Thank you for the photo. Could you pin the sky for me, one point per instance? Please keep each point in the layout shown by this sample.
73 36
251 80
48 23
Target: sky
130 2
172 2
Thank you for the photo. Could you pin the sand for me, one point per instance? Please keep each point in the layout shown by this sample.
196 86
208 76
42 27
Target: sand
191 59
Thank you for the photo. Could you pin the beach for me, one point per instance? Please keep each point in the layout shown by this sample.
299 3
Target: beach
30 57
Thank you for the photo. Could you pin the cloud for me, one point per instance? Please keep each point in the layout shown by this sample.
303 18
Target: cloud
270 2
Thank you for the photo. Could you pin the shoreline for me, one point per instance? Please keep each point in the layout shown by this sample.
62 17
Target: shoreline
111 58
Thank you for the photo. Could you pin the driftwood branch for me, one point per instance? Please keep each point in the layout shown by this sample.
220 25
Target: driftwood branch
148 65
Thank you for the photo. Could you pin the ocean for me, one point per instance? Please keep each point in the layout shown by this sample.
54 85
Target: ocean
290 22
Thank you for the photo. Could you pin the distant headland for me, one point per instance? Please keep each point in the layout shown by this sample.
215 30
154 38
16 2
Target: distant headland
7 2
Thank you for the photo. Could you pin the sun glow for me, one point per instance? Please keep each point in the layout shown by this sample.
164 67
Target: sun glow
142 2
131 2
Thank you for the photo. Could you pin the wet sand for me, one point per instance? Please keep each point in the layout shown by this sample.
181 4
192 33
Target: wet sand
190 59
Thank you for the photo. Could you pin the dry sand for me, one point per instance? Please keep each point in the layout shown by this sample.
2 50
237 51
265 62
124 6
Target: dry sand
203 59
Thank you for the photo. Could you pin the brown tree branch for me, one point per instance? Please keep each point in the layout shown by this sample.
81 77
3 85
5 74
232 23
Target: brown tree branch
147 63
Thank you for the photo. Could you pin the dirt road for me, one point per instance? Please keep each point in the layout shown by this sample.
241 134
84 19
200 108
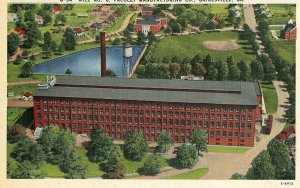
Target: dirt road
223 165
26 82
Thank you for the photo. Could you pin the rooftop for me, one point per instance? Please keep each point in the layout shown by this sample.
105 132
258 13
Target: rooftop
159 90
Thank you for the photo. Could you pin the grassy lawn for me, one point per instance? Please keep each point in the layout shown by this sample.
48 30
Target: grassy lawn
270 97
52 171
92 168
13 114
194 174
220 10
286 49
116 25
224 149
11 160
190 45
133 166
280 13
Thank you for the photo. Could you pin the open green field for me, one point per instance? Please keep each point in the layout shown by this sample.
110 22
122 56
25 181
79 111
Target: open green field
133 166
194 174
92 168
286 50
280 12
226 149
219 10
270 97
190 45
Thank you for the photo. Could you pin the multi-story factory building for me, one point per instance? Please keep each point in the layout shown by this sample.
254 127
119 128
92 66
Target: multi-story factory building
227 110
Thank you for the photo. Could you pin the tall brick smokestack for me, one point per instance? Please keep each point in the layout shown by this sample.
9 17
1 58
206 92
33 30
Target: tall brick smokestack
103 54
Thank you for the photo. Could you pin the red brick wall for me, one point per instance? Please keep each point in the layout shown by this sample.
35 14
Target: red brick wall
190 116
147 13
138 28
292 35
155 28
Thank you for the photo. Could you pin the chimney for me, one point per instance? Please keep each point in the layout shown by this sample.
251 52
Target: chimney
103 54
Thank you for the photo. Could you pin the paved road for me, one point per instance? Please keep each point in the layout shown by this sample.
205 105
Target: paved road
26 82
251 22
223 165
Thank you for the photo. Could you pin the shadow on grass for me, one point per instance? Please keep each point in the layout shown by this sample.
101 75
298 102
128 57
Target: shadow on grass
172 163
26 119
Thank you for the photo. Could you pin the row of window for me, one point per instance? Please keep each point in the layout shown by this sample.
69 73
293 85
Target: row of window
125 128
113 119
102 103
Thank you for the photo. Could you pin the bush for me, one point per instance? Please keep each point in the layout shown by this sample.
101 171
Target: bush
151 166
14 133
186 156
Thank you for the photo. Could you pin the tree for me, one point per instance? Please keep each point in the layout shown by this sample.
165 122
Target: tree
237 176
27 70
100 146
116 170
186 156
110 73
77 171
151 38
262 167
22 149
68 71
60 19
32 35
69 40
212 73
257 70
198 70
245 70
134 146
115 153
47 139
141 38
151 166
37 155
28 16
284 168
199 139
174 69
13 42
15 133
47 19
23 171
163 142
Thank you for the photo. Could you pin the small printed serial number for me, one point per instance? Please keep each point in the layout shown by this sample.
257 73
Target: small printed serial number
287 183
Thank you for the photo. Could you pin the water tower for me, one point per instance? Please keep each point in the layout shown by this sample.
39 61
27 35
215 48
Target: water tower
127 57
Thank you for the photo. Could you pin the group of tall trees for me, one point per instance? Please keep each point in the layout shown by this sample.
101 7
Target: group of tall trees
285 70
273 163
54 146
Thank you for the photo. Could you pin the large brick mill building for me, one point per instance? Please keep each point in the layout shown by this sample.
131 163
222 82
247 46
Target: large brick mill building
227 110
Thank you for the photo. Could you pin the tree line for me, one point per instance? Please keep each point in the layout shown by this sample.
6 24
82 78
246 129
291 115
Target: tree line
207 67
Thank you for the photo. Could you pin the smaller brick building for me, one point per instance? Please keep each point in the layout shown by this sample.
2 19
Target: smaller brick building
290 32
151 23
148 11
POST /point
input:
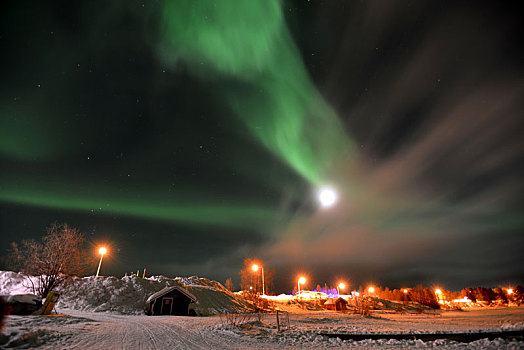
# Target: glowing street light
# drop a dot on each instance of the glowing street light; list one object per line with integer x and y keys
{"x": 327, "y": 196}
{"x": 101, "y": 251}
{"x": 301, "y": 280}
{"x": 255, "y": 268}
{"x": 340, "y": 286}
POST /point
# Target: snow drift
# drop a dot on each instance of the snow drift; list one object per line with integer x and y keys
{"x": 127, "y": 295}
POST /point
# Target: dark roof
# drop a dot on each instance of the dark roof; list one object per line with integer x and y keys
{"x": 168, "y": 290}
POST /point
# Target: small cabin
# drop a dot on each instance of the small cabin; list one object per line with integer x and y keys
{"x": 339, "y": 304}
{"x": 175, "y": 301}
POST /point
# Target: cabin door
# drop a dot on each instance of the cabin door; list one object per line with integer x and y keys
{"x": 167, "y": 306}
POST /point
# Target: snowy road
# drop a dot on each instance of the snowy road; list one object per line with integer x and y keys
{"x": 88, "y": 330}
{"x": 95, "y": 330}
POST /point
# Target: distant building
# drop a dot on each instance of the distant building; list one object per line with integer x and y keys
{"x": 339, "y": 304}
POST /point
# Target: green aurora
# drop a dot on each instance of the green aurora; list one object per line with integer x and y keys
{"x": 248, "y": 42}
{"x": 245, "y": 43}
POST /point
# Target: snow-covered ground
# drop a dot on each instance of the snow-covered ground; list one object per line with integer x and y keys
{"x": 107, "y": 313}
{"x": 102, "y": 330}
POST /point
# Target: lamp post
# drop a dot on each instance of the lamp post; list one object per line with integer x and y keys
{"x": 101, "y": 251}
{"x": 255, "y": 268}
{"x": 301, "y": 280}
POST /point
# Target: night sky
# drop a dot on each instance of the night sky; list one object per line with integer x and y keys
{"x": 189, "y": 135}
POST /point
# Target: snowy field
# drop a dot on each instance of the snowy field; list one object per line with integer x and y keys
{"x": 102, "y": 330}
{"x": 108, "y": 313}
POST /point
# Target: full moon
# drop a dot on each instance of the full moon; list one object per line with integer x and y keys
{"x": 327, "y": 196}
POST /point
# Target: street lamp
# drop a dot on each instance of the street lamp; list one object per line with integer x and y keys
{"x": 301, "y": 280}
{"x": 340, "y": 286}
{"x": 327, "y": 196}
{"x": 101, "y": 251}
{"x": 255, "y": 268}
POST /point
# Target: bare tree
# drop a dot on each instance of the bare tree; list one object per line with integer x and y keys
{"x": 229, "y": 284}
{"x": 61, "y": 254}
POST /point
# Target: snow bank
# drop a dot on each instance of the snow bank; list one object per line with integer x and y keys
{"x": 127, "y": 295}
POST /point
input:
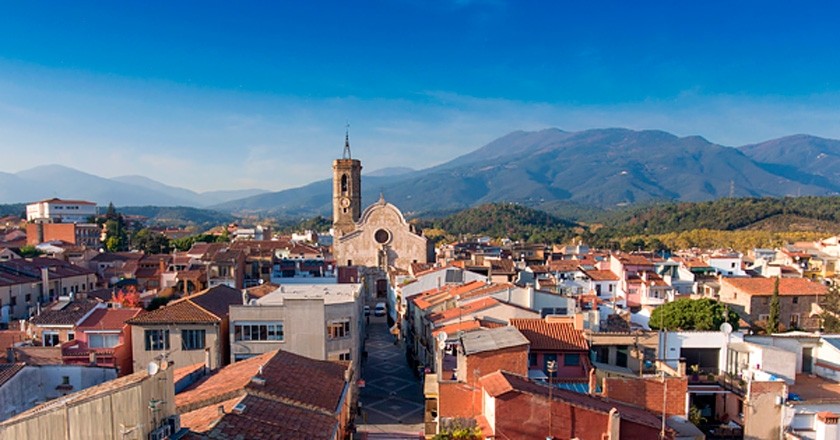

::::::::::

- **Your goal**: Retype only the lines above between the line with "# drop a dot on each instance of the snowy road;" and the line with "# Target: lamp post", counting those two lines as well, and keep every character as it is.

- **Response area**:
# drop a dot on each instance of the snowy road; list one object per line with integer x and y keys
{"x": 88, "y": 330}
{"x": 95, "y": 330}
POST /point
# Target: distant building
# drop a dot on each instance of the distant building; list one object per line with integer x and y keys
{"x": 339, "y": 304}
POST /point
# Target: green aurora
# drop a dot on each instance of the green aurora; list one object per line with integer x and y keys
{"x": 248, "y": 42}
{"x": 245, "y": 43}
POST /point
# Target: snow-covered ground
# drop a dot on each instance of the snow-covered ground; list one object per line with integer x and y keys
{"x": 107, "y": 313}
{"x": 102, "y": 330}
POST /point
# Target: lamp post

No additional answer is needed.